> _Task objective_
Would you print all of the entries exactly, please, but without their pictures?
++++ Dataset entries
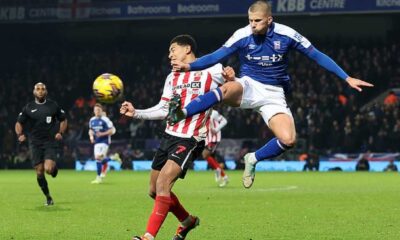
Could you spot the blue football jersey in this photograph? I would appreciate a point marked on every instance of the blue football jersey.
(264, 57)
(101, 124)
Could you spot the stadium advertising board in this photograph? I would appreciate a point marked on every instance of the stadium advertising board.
(84, 10)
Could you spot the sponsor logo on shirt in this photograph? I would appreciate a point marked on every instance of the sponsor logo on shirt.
(48, 119)
(277, 45)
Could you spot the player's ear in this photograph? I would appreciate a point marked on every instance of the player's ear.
(270, 19)
(188, 49)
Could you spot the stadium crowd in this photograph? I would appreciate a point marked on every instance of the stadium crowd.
(329, 115)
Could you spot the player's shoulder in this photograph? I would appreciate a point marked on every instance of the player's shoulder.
(92, 119)
(243, 32)
(51, 102)
(214, 113)
(238, 35)
(217, 68)
(285, 30)
(170, 76)
(30, 105)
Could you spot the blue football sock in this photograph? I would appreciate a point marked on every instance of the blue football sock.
(203, 102)
(99, 165)
(272, 149)
(106, 160)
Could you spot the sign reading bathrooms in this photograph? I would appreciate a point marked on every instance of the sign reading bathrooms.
(83, 10)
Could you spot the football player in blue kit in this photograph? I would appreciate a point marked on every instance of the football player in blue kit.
(262, 47)
(100, 130)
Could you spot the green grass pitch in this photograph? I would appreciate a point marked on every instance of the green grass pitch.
(278, 206)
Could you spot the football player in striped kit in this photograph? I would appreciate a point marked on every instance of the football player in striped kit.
(262, 47)
(216, 123)
(100, 130)
(181, 143)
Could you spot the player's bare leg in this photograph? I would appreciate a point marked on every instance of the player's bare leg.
(282, 125)
(50, 167)
(99, 166)
(41, 179)
(164, 200)
(230, 93)
(220, 177)
(152, 184)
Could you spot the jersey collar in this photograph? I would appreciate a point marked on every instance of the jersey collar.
(270, 31)
(40, 103)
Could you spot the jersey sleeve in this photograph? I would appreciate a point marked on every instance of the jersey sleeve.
(22, 116)
(167, 91)
(216, 74)
(159, 111)
(91, 123)
(298, 42)
(238, 39)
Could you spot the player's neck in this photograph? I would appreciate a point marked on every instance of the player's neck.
(40, 101)
(190, 59)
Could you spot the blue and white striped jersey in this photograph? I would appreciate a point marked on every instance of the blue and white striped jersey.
(101, 124)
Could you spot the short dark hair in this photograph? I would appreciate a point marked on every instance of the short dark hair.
(261, 5)
(99, 105)
(185, 39)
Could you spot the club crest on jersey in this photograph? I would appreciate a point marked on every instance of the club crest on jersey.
(197, 76)
(277, 45)
(195, 85)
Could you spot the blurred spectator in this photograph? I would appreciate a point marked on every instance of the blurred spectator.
(362, 164)
(391, 99)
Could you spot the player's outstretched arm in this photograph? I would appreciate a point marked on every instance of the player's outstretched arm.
(228, 74)
(330, 65)
(63, 128)
(127, 109)
(357, 83)
(19, 132)
(203, 62)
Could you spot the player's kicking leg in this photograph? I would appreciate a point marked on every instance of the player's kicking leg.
(282, 125)
(98, 179)
(42, 182)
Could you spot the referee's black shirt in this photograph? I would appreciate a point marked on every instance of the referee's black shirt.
(42, 120)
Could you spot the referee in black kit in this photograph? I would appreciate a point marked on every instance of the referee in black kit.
(46, 123)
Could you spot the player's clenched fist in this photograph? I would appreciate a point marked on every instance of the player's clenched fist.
(127, 109)
(228, 74)
(178, 66)
(21, 138)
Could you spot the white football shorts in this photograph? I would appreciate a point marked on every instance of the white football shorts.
(100, 150)
(268, 100)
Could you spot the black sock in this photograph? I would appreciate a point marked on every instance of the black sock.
(55, 172)
(43, 185)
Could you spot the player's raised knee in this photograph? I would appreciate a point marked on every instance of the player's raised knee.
(289, 141)
(152, 194)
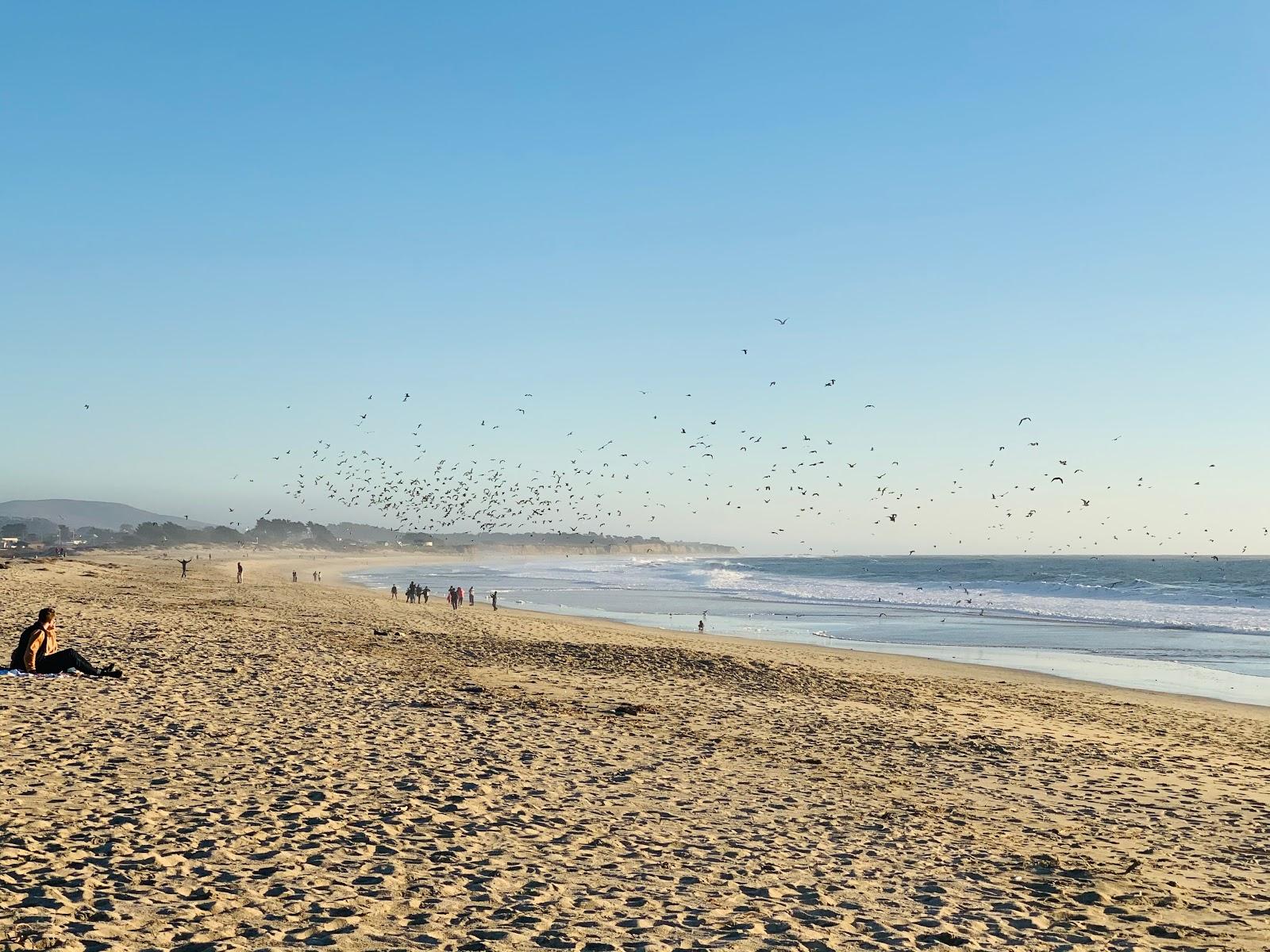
++++++++
> _Result of this task_
Could you spot the blue football jersey in this photograph? I would appreciate a point marked on every instance of the blue football jersey.
(264, 57)
(101, 124)
Could you spot the stadium advertising board in this photograph? I would appreciate a point marked on every instance of the stadium advertising board.
(84, 10)
Could you spot the sponsor logo on shirt in this photograph? I would appreciate a point marked on every instance of the sponsor logo on shirt.
(48, 119)
(277, 45)
Could you spot the player's ear in this photograph? I would appreciate a point marked on every instance of the player's ear.
(270, 19)
(188, 49)
Could you spot the stadium crowd in this photograph? I would appreciate a point marked on every instance of the stadium crowd.
(329, 115)
Could you spot the player's shoulder in this photograph? I would appreciate a point marked on every instance of the player's shoulder.
(92, 119)
(243, 32)
(51, 102)
(214, 113)
(238, 35)
(217, 68)
(285, 30)
(170, 76)
(30, 105)
Could you spot the blue football sock in this photograph? I would appreciate a point marked on every instance of the blue football sock.
(203, 102)
(99, 165)
(272, 149)
(106, 160)
Could you spot the sign reading bathrooms in this photograph? I would appreciate a point marked on every instance of the sign reading bathrooms.
(83, 10)
Could you spot the football player in blue kit in this photograph? I would appreciate a point marked on every instance of the football player in blue kit.
(262, 47)
(100, 130)
Could you spot the green grass pitch in this photograph? I would appreciate a point marked on every instance of the green grass pitch.
(278, 206)
Could you spot the football player in striped kit in this photograph? I would appreciate a point marked on every instance of the football player in striped kit.
(262, 47)
(216, 123)
(100, 130)
(181, 143)
Could you spot the player's bare leg in this photograph? I would appreciate a point marked on every instance of the player's bare leg.
(282, 125)
(50, 167)
(99, 166)
(41, 179)
(164, 200)
(230, 93)
(220, 177)
(152, 184)
Could you spot the jersey collar in this photograph? I would appreciate a point marked on every instance of the jersey collar.
(270, 31)
(40, 103)
Could you spot the jersey sleeve in this photograph? I would appreciate a point marked on every instance of the jersey sleeve.
(22, 116)
(167, 91)
(216, 74)
(159, 111)
(91, 123)
(298, 42)
(238, 39)
Could you spot the player's neck in this photograph? I would appreciate a point marked on every instance of the player's neck.
(40, 101)
(190, 59)
Could you spot the blue and white striped jersey in this photograph? I would appreciate a point marked on every instance of the blue and white striped jersey.
(101, 124)
Could you spot the short dark hair in this photograph? I would appreciate a point marked on every instance of the short dark hair.
(261, 5)
(99, 105)
(185, 39)
Could you spot the club crest on jersey in this photograph? I would appreciate a point marked on every instance of the club crest on jersey.
(197, 76)
(277, 45)
(195, 85)
Could you spot the blurred spectator in this photograph? I would appreciate a point marked on every instance of the blurred spectator.
(362, 164)
(391, 99)
Could you spot the player's outstretched arm in this photograph? I would appreciate a point marked on every instance of the player's outstretched arm.
(228, 74)
(330, 65)
(63, 128)
(127, 109)
(357, 83)
(19, 132)
(203, 62)
Could you spot the player's kicking leg in this photograph? I would appreciate a point marked on every instance of the player's kicking leg.
(282, 125)
(98, 179)
(42, 182)
Could you spot the referee's black shirt in this photograph? I would appreciate a point marked on every instance of the referee's black shirt.
(42, 120)
Could you spot the referee in black kit in this photograph? I would appreciate a point marked on every instance of the referee in black kit.
(46, 123)
Could you spot the player's clenched fist in this photograph? I would appreciate a point marked on every instance of the player's clenched fist.
(127, 109)
(228, 74)
(178, 66)
(21, 138)
Could you spot the white football shorts in this photograph? I would appreciate a point marked on every instance of the white football shorts.
(100, 150)
(268, 100)
Could you spot the black sock in this photograph? I would appreciate a point marked on every instance of the black sock.
(55, 172)
(43, 185)
Could you spot the player's raised knee in this photograph? I would appreciate a point marked on every instance of the player's raised knee.
(289, 141)
(152, 194)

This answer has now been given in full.